# SUPPLIED RECORDS:

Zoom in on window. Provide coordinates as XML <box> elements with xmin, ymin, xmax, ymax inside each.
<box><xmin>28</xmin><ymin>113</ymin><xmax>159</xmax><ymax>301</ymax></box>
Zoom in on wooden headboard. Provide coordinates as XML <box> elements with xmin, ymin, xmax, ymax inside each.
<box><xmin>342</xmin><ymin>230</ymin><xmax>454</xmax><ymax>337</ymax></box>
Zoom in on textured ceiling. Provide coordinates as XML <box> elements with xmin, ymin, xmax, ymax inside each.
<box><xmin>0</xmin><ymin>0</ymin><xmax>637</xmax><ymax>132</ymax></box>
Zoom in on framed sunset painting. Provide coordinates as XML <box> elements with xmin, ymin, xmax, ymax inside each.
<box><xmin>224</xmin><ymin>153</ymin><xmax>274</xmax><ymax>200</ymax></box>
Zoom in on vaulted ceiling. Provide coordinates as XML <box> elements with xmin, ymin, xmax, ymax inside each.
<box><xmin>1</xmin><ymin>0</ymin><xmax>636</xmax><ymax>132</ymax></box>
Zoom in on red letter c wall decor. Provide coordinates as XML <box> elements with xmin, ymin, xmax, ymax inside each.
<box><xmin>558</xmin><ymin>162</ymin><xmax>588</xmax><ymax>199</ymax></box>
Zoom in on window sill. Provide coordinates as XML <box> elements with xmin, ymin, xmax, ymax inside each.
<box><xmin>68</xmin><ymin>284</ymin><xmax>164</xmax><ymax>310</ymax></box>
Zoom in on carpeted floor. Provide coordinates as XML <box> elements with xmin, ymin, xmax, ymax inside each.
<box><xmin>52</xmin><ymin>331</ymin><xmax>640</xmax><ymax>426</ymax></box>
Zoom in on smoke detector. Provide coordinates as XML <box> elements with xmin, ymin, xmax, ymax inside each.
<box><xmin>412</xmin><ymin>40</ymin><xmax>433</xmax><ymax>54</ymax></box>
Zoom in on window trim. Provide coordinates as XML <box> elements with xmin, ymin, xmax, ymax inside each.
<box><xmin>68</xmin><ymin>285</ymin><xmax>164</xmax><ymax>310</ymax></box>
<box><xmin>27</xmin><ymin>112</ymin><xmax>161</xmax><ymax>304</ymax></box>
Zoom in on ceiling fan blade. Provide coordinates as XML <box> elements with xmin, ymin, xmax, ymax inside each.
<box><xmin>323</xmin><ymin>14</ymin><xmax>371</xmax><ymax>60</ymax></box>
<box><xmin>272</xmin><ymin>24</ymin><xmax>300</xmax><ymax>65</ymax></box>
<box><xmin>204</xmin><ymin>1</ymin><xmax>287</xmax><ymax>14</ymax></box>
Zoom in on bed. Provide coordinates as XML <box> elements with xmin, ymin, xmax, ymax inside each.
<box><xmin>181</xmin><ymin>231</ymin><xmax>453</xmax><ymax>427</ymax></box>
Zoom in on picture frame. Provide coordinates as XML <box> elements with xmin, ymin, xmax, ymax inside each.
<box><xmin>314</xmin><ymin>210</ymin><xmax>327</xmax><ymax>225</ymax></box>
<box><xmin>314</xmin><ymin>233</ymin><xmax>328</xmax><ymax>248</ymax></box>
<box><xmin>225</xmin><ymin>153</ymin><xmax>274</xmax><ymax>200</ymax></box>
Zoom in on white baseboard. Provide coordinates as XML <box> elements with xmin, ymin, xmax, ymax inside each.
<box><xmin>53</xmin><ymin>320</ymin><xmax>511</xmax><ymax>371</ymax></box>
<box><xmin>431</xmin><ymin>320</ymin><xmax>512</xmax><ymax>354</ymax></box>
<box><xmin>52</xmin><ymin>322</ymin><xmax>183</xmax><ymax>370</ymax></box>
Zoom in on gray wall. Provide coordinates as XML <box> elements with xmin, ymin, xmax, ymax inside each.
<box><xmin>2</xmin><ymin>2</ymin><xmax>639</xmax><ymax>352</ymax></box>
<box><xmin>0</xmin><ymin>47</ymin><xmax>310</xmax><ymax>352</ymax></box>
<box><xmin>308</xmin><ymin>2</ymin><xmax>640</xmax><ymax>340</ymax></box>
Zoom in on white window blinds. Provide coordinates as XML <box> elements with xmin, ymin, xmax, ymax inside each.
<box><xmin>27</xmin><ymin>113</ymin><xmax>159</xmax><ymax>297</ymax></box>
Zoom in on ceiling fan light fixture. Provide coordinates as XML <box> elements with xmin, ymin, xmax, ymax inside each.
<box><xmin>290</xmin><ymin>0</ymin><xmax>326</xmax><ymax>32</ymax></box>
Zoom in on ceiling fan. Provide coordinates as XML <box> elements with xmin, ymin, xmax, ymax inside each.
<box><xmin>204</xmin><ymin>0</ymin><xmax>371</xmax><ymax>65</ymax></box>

# PROBLEM DESCRIPTION:
Repeat each of the entries exactly.

# WRITTEN ANSWER:
Zoom in on window. Provide coordinates as XML <box> elements with xmin, ymin, xmax, ymax inside each.
<box><xmin>28</xmin><ymin>113</ymin><xmax>159</xmax><ymax>301</ymax></box>
Zoom in on wooden headboard. Provide coordinates as XML <box> elements with xmin, ymin, xmax, ymax inside each.
<box><xmin>342</xmin><ymin>230</ymin><xmax>454</xmax><ymax>337</ymax></box>
Zoom in on textured ceiling. Provide coordinates as XML <box> elements with xmin, ymin, xmax, ymax inside each.
<box><xmin>0</xmin><ymin>0</ymin><xmax>637</xmax><ymax>132</ymax></box>
Zoom in on framed sunset painting. Provide coordinates as XML <box> elements with xmin, ymin, xmax, ymax inside each.
<box><xmin>224</xmin><ymin>153</ymin><xmax>274</xmax><ymax>200</ymax></box>
Zoom in on vaulted ceiling. Provide coordinates as XML <box> elements with xmin, ymin, xmax, ymax inside each.
<box><xmin>1</xmin><ymin>0</ymin><xmax>636</xmax><ymax>132</ymax></box>
Zoom in on red letter c wall decor. Provide coordinates as XML <box> elements with xmin, ymin, xmax, ymax inside each.
<box><xmin>558</xmin><ymin>162</ymin><xmax>588</xmax><ymax>199</ymax></box>
Zoom in on window sill. Provide coordinates as XML <box> elements with xmin, ymin, xmax, ymax inside each.
<box><xmin>68</xmin><ymin>284</ymin><xmax>164</xmax><ymax>310</ymax></box>
Zoom in on carpeted floor. Provide coordinates as XML <box> elements with xmin, ymin, xmax, ymax inside each.
<box><xmin>52</xmin><ymin>331</ymin><xmax>640</xmax><ymax>426</ymax></box>
Zoom in on smoke detector. Provide coordinates as XML <box> elements with xmin, ymin, xmax, ymax inside each.
<box><xmin>412</xmin><ymin>40</ymin><xmax>433</xmax><ymax>54</ymax></box>
Zoom in on window trim. Provide coordinates as XML <box> elements with xmin, ymin, xmax, ymax inside each.
<box><xmin>68</xmin><ymin>285</ymin><xmax>164</xmax><ymax>310</ymax></box>
<box><xmin>27</xmin><ymin>112</ymin><xmax>161</xmax><ymax>304</ymax></box>
Zoom in on ceiling fan blade. Provide coordinates as XML <box> elements with xmin, ymin, xmax, ymax inside each.
<box><xmin>323</xmin><ymin>14</ymin><xmax>371</xmax><ymax>60</ymax></box>
<box><xmin>272</xmin><ymin>24</ymin><xmax>300</xmax><ymax>65</ymax></box>
<box><xmin>204</xmin><ymin>1</ymin><xmax>287</xmax><ymax>14</ymax></box>
Zoom in on bed. Provide coordinates as XML <box> elements with xmin, ymin, xmax, ymax inside each.
<box><xmin>181</xmin><ymin>231</ymin><xmax>453</xmax><ymax>427</ymax></box>
Zoom in on picture frame. Provide coordinates as XML <box> elements with xmin, ymin, xmax, ymax inside each.
<box><xmin>314</xmin><ymin>210</ymin><xmax>327</xmax><ymax>225</ymax></box>
<box><xmin>314</xmin><ymin>233</ymin><xmax>328</xmax><ymax>248</ymax></box>
<box><xmin>225</xmin><ymin>153</ymin><xmax>274</xmax><ymax>200</ymax></box>
Zoom in on white baseboard. Provide coordinates as XML <box> elements with xmin, ymin, xmax, ymax inside each.
<box><xmin>53</xmin><ymin>320</ymin><xmax>511</xmax><ymax>371</ymax></box>
<box><xmin>431</xmin><ymin>320</ymin><xmax>512</xmax><ymax>354</ymax></box>
<box><xmin>52</xmin><ymin>322</ymin><xmax>183</xmax><ymax>370</ymax></box>
Zoom in on gray wall. Provide coordinates as XML <box> elements with xmin, ymin, xmax, ymax inside each.
<box><xmin>2</xmin><ymin>2</ymin><xmax>639</xmax><ymax>352</ymax></box>
<box><xmin>0</xmin><ymin>47</ymin><xmax>310</xmax><ymax>352</ymax></box>
<box><xmin>308</xmin><ymin>2</ymin><xmax>640</xmax><ymax>340</ymax></box>
Zoom in on white window blinds. Provide coordinates as XML <box> elements with xmin, ymin, xmax, ymax inside each.
<box><xmin>27</xmin><ymin>113</ymin><xmax>159</xmax><ymax>297</ymax></box>
Zoom in on ceiling fan light fixture. Provide coordinates as XML <box> elements with xmin, ymin, xmax, ymax inside each.
<box><xmin>290</xmin><ymin>0</ymin><xmax>326</xmax><ymax>32</ymax></box>
Zoom in on ceiling fan. Provide coordinates as XML <box> elements with xmin, ymin, xmax, ymax inside each.
<box><xmin>204</xmin><ymin>0</ymin><xmax>371</xmax><ymax>65</ymax></box>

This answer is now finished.